Rewrite each item below with "short dark hair" changed to "short black hair" wherever it occurs, leaving everything else the same.

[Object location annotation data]
──────
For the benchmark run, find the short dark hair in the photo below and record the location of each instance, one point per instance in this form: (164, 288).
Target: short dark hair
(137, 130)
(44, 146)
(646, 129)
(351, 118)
──────
Response for this exercise -
For the benchmark run, find the short black hair in the photo below and record the location of each instance, one point per instance in this form: (164, 288).
Target: short black hair
(137, 130)
(44, 146)
(646, 129)
(351, 118)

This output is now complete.